What is expected:
Repeat every line, requests included, starting with the line that contains "Thank you for the photograph. Please indicate the child with" and going on through the end of the data, with each answer coordinate shifted up by 150 and the sample points in the requests left as they are. Leave the pictures out.

>> BEGIN

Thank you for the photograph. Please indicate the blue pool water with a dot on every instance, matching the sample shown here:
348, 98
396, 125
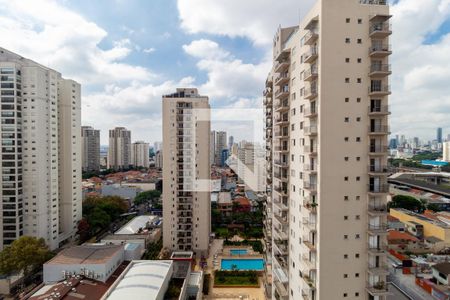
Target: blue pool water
238, 251
242, 264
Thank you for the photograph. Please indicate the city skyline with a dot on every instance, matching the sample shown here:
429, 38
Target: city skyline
171, 48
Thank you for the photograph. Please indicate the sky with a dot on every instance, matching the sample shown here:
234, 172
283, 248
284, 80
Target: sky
127, 53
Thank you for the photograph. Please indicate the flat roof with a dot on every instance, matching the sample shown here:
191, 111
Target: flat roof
86, 254
142, 280
133, 226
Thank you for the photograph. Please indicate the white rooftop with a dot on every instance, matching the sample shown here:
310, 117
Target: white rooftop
143, 280
135, 224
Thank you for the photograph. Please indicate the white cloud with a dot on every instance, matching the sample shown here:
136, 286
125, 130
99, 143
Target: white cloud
253, 19
55, 36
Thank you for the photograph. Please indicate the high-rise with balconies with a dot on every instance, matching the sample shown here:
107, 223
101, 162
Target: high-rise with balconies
186, 171
326, 102
41, 152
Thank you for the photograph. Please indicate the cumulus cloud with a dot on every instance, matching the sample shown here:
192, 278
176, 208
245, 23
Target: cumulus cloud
253, 19
55, 36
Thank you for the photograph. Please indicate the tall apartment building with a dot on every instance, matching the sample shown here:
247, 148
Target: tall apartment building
220, 144
329, 116
186, 171
119, 151
90, 146
41, 152
140, 155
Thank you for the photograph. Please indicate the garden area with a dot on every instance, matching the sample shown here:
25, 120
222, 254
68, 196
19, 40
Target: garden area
236, 278
256, 244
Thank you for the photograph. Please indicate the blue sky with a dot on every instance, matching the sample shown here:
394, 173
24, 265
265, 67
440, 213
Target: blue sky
127, 53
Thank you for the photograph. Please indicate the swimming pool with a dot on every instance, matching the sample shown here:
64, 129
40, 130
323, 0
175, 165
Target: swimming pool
238, 251
242, 264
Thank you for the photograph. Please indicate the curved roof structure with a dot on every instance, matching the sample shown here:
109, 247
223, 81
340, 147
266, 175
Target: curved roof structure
143, 280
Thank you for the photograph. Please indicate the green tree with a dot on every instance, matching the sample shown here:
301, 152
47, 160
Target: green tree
26, 254
407, 202
147, 196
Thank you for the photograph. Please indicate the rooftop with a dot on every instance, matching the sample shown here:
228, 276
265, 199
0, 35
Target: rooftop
142, 280
137, 224
86, 254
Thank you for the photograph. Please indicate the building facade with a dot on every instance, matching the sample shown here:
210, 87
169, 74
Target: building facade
186, 171
90, 145
41, 152
140, 155
328, 114
119, 151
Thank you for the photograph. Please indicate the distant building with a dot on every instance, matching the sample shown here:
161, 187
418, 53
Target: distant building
140, 154
90, 148
119, 151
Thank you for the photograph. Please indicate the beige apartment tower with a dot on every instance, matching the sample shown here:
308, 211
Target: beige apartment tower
119, 151
41, 152
186, 171
326, 102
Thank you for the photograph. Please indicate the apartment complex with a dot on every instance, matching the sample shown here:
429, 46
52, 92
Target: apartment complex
186, 171
90, 148
326, 102
140, 155
119, 151
41, 152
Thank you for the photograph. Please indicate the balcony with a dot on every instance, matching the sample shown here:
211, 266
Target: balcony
377, 229
311, 93
380, 30
310, 74
379, 111
378, 289
310, 186
379, 90
377, 210
281, 79
380, 50
378, 170
376, 150
312, 130
380, 269
310, 112
378, 130
282, 65
283, 92
378, 188
310, 37
380, 70
310, 56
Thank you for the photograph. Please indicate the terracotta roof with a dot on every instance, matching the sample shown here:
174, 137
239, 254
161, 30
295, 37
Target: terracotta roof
394, 235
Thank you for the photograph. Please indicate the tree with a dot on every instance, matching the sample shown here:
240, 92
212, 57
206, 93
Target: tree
407, 202
25, 254
147, 196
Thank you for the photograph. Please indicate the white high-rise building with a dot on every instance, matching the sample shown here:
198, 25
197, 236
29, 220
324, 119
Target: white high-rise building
140, 156
41, 152
90, 145
186, 171
327, 104
119, 151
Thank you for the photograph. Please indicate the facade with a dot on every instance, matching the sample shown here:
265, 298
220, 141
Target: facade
119, 151
186, 171
446, 151
326, 102
221, 144
90, 146
41, 152
140, 155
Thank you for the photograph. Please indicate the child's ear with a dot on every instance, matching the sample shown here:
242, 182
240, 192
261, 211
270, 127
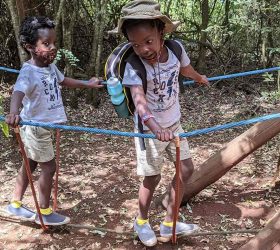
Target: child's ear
29, 47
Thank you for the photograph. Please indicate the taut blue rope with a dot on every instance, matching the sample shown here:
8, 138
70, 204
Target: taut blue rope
215, 78
130, 134
247, 73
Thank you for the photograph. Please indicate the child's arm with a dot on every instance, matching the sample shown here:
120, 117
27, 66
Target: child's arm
189, 71
142, 109
73, 83
13, 118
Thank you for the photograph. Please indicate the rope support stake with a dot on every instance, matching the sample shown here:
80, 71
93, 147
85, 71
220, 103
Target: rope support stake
177, 188
29, 175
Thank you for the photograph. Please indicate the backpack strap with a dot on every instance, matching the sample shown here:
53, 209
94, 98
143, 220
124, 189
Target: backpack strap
175, 47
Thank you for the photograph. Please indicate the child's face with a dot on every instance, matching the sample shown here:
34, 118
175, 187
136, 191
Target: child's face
44, 52
146, 42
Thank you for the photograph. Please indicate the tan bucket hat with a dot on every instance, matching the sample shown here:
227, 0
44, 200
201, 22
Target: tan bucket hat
144, 9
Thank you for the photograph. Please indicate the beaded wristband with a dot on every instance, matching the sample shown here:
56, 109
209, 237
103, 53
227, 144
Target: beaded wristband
146, 117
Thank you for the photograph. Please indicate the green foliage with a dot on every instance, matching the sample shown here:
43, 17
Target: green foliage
68, 55
268, 77
3, 126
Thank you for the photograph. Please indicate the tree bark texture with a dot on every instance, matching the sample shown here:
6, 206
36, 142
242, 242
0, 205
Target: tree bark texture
235, 151
201, 63
16, 9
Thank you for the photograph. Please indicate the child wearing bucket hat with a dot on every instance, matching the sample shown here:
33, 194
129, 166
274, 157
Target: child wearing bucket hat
158, 107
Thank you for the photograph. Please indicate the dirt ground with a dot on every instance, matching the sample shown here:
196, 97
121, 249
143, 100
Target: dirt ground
98, 184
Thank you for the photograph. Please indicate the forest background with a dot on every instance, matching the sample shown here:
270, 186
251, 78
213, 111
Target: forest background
98, 184
221, 36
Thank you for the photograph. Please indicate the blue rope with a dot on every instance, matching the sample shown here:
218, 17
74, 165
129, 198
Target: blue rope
9, 70
254, 72
130, 134
215, 78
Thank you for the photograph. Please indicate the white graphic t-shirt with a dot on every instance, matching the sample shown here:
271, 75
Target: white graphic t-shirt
42, 101
162, 87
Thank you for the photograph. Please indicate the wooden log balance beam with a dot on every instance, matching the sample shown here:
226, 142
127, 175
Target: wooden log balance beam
234, 152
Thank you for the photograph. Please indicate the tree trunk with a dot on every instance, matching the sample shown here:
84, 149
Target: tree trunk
16, 9
234, 152
94, 62
68, 21
268, 238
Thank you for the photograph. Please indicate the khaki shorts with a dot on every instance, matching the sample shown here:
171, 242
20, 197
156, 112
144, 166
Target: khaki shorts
150, 160
37, 143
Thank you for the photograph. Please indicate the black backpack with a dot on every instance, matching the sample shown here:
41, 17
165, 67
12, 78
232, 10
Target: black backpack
115, 66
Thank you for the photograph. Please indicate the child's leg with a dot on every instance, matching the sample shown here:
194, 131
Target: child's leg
186, 172
45, 183
146, 192
22, 180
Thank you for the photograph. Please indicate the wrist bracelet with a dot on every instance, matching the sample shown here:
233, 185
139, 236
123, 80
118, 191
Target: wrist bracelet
146, 117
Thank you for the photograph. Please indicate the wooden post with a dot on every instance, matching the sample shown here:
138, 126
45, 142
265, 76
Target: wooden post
268, 238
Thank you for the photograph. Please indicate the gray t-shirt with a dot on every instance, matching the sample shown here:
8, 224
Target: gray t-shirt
162, 87
42, 101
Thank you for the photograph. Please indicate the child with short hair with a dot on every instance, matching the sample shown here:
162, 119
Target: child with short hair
144, 26
37, 91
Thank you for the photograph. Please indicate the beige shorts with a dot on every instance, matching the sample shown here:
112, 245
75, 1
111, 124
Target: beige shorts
37, 143
150, 160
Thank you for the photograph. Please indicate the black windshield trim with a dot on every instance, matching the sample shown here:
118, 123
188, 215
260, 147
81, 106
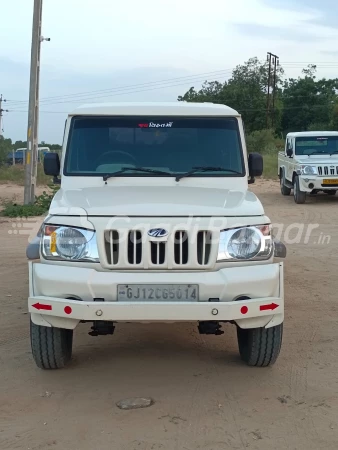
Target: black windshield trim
149, 175
314, 139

>> END

The result:
Thank you for the photograph. Please indicate the child with short hair with a dot on every instance, matching the sample shown here:
162, 119
Target: child with short hair
294, 176
187, 241
Thank you for the photograph. Please indicate the beige shorts with a dot on every instance, matching the sample shown here:
112, 245
75, 1
111, 124
Target: beige shorts
187, 293
300, 310
Thank you for the photograph. Please indicate the black windshield trim with a dot on every instance, matching the sample shown here:
118, 123
188, 215
260, 147
81, 106
Target: black windshield trim
299, 325
464, 289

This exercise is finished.